Qual è stata la prima cosa che ha pensato quando ha deciso di cimentarsi nel progetto? Era scettico sui limiti dovuti alla “virtualità”, o l’idea la incuriosiva?
«Ero scettico, non lo avevo mai fatto. Pensavo che la mia presenza sarebbe stata inutile, che mi sarei dovuto limitare a dare qualche parere, come quando si guarda una cosa già fatta sullo schermo, e si dice “mi piace” o “questa cosa mi piace meno”, e non è questo il tipo di lavoro che credo un regista debba fare con gli attori. Infatti, quando mi hanno chiamato a partecipare su Facebook (gli attori provavano già da un po’ con l’autrice, Tania Dimartino), ho risposto così: “Partecipo volentieri, se non altro per dimostrare l’inutilità del regista!”»

Dirigere gli attori significa dirigere corpi e voci che si muovono nello spazio. Cosa ha comportato l’assenza del corpo in termini di direzione attoriale?
«Io tendo a immedesimarmi nello stato emotivo di ciascun personaggio, diventando anche io per un momento il personaggio, per poi passare all’altro, interpretandoli tutti. Il corpo, l’atteggiamento, la postura, si trasformano: così comunico all’attore quello che sento nel personaggio. Credevo che attraverso la chat questo si perdesse, che restasse solo la voce; invece, dal momento che stiamo tutti seduti e mostriamo di noi quasi sempre il solo mezzo busto, la comunicazione del linguaggio del corpo si limita e concentra interamente su quella parte, e funziona. Insomma, il corpo c’è, anche se limitato. Non c’è il contatto fisico, né tra gli attori né con me, ma quello è il limite della situazione scenica. Come se due persone si parlassero dalle finestre del cortile.»

Nel corso della puntata il flusso e i tempi dei dialoghi risultano molto spontanei, e lo spettatore ha quasi la sensazione di poter intervenire in prima persona. È l’effetto di un forte realismo mimetico. Come avete raggiunto questo risultato di immediatezza durante le “riprese” e in fase di montaggio?
«Sì, questa sensazione l’ho avuta anche io fin dalla prima prova e l’ho voluta cavalcare subito. È una diretta, è quasi una diretta. Ho detto agli attori che dovevamo farla senza interruzioni, non volevo intervenire al montaggio. Così abbiamo stretto i tempi di reazione tra di loro, tollerato gli accavallamenti, lasciato gli errori tecnici. Abbiamo guadagnato in verità e immediatezza, valorizzando il mezzo tecnico per quello che è, con limiti e pregi. Questo lo spettatore lo apprezza.»

## DATI FORNITI
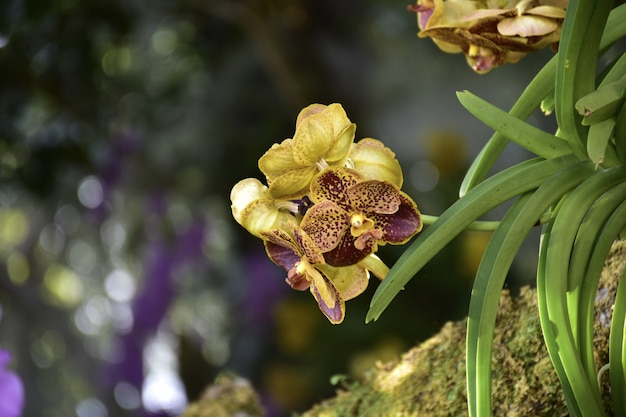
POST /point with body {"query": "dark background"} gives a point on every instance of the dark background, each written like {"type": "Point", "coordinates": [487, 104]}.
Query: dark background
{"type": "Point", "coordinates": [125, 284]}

---

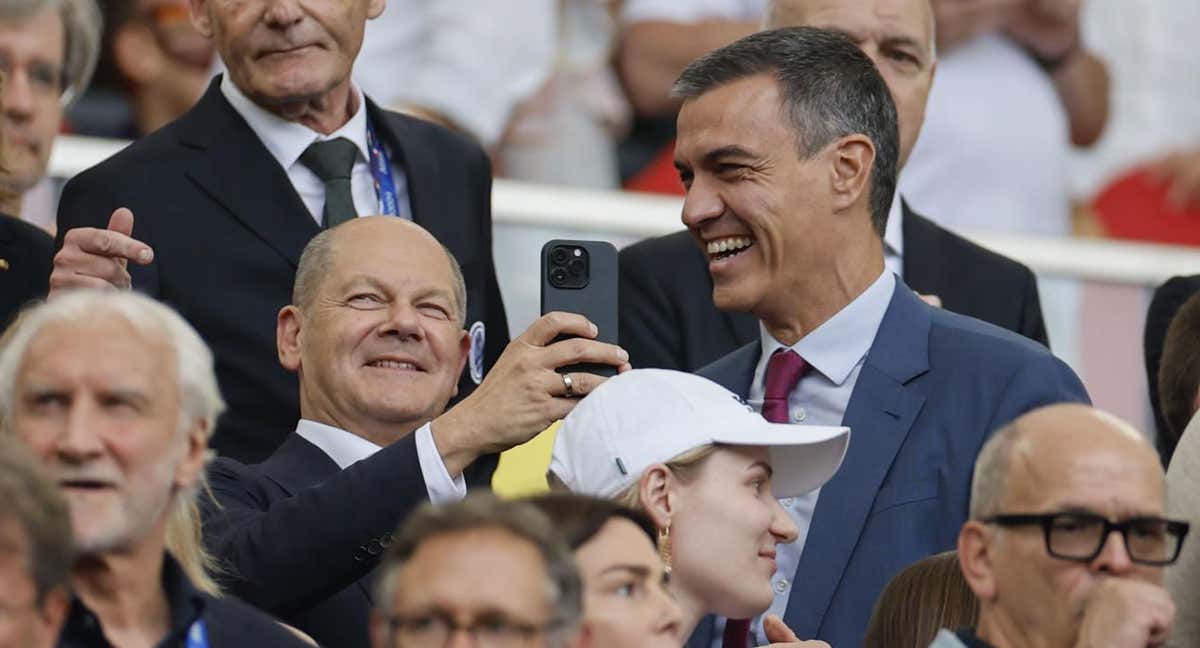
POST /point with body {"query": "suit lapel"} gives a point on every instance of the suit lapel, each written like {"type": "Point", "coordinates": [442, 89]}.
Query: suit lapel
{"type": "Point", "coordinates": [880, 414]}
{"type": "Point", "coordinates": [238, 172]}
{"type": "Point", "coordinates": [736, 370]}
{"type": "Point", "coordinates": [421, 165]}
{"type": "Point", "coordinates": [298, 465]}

## DOMANDE SUL MATERIALE
[A] Secondo il brano, con chi provavano già gli attori quando il regista è stato chiamato a partecipare su Facebook?
[B] Ricopia dal brano il tratto che va da "Qual è stata" fino a "di direzione attoriale?".
Le righe non servono per svolgere gli esercizi.

## SOLUZIONI PER ESERCIZIO
[A] Con l'autrice, Tania Dimartino.

[B]
Qual è stata la prima cosa che ha pensato quando ha deciso di cimentarsi nel progetto? Era scettico sui limiti dovuti alla “virtualità”, o l’idea la incuriosiva?
«Ero scettico, non lo avevo mai fatto. Pensavo che la mia presenza sarebbe stata inutile, che mi sarei dovuto limitare a dare qualche parere, come quando si guarda una cosa già fatta sullo schermo, e si dice “mi piace” o “questa cosa mi piace meno”, e non è questo il tipo di lavoro che credo un regista debba fare con gli attori. Infatti, quando mi hanno chiamato a partecipare su Facebook (gli attori provavano già da un po’ con l’autrice, Tania Dimartino), ho risposto così: “Partecipo volentieri, se non altro per dimostrare l’inutilità del regista!”»

Dirigere gli attori significa dirigere corpi e voci che si muovono nello spazio. Cosa ha comportato l’assenza del corpo in termini di direzione attoriale?